### Data excerpts:
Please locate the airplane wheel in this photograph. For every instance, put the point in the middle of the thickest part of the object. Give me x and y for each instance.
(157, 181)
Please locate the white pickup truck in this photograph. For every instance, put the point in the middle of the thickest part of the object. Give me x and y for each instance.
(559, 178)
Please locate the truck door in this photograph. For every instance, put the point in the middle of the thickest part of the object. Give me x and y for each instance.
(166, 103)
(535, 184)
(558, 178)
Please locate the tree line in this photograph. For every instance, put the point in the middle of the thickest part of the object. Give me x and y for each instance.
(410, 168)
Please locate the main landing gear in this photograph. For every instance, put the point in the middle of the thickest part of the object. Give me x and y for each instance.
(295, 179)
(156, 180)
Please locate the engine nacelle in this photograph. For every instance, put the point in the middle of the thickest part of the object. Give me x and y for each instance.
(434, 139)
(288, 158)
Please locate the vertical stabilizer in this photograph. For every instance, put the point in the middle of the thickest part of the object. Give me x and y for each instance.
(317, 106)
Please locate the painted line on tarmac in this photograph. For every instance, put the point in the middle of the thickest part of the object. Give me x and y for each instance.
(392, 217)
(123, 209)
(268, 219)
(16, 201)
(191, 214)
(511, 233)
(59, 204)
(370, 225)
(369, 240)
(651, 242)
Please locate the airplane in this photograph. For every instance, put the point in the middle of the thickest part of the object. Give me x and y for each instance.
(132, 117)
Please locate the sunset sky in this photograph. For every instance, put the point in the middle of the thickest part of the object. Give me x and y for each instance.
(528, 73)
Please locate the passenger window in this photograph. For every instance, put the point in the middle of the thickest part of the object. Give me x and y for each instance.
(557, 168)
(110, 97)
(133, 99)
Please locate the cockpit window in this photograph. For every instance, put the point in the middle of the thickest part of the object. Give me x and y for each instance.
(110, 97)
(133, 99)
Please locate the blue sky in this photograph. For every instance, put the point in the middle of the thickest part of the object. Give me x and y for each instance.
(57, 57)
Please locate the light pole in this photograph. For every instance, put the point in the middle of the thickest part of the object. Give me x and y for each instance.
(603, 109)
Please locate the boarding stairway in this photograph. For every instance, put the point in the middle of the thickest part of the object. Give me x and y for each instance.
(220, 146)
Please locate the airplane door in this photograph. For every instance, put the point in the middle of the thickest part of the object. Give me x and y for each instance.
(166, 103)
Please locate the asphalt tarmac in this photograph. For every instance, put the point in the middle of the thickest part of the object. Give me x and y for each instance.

--

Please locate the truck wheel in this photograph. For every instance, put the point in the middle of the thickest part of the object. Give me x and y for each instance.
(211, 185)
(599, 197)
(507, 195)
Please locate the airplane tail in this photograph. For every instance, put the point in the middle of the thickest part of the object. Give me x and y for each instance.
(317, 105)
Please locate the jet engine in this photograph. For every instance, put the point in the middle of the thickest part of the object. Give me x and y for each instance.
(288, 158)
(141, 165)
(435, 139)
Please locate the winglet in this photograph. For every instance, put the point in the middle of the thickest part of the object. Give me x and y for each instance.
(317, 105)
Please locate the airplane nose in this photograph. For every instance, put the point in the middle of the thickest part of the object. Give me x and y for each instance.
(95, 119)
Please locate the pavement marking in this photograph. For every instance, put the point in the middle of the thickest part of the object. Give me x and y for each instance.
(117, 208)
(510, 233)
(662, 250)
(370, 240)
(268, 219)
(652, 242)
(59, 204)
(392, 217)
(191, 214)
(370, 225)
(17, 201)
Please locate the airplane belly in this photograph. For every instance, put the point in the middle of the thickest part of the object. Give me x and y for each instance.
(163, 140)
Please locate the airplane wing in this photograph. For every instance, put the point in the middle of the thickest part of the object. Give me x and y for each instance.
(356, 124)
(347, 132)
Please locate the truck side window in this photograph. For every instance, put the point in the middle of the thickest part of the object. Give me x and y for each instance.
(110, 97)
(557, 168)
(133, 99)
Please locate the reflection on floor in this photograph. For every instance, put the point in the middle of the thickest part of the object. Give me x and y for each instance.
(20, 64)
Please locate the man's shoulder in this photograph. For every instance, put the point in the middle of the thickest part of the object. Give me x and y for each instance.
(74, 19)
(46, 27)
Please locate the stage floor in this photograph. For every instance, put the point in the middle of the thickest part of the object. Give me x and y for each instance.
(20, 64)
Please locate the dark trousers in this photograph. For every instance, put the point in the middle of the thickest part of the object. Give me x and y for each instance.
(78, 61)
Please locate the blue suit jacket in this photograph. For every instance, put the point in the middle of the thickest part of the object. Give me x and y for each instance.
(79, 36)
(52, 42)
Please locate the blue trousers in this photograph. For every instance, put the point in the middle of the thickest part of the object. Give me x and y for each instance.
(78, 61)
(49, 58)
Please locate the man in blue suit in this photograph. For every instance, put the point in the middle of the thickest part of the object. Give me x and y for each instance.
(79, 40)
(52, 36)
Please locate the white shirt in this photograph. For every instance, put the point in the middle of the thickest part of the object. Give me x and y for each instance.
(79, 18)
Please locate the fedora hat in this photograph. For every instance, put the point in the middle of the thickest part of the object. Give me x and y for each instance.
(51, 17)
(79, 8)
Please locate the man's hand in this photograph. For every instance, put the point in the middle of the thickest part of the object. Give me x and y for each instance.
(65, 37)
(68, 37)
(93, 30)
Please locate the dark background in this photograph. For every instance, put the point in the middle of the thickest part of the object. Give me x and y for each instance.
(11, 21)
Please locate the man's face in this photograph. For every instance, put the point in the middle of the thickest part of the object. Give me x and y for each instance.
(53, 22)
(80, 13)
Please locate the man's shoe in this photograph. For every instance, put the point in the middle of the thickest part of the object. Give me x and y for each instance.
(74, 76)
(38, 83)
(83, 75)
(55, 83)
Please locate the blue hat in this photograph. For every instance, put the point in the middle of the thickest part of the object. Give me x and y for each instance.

...

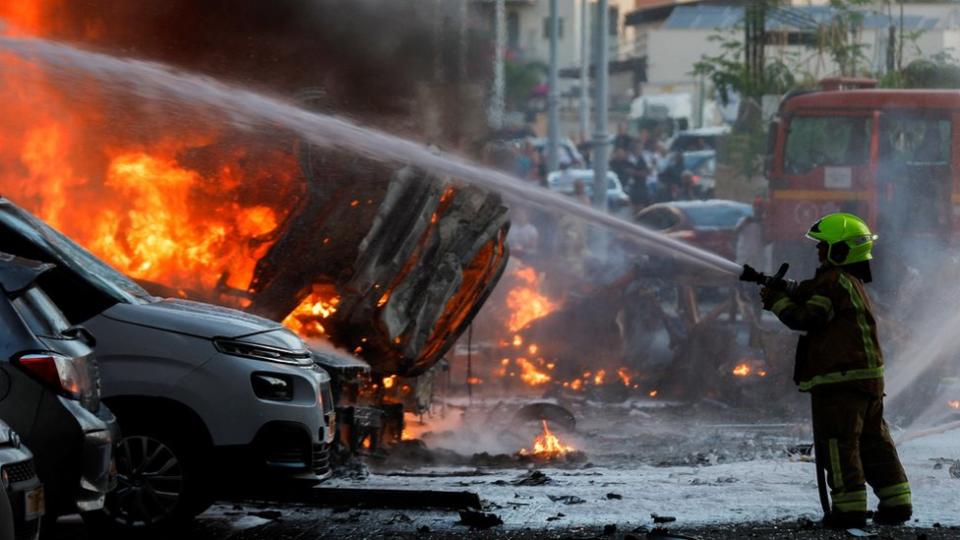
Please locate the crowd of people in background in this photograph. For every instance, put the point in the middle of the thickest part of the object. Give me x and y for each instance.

### Requirement:
Send back exactly the lines of the listing above starting at the one with "Please locate the airplane door" and ending at the one with "Please locate the asphalt", inclusive, and no others.

### Exercise result:
Please locate the airplane door in this photograph. For every instance, put the point in the middle of the thickest part of the object. Give me x and y for each instance.
(166, 103)
Please locate the asphalt tarmac in this photograph. For every instance, put the point in the middle of the thickest part of the object. Give me x and y for each instance.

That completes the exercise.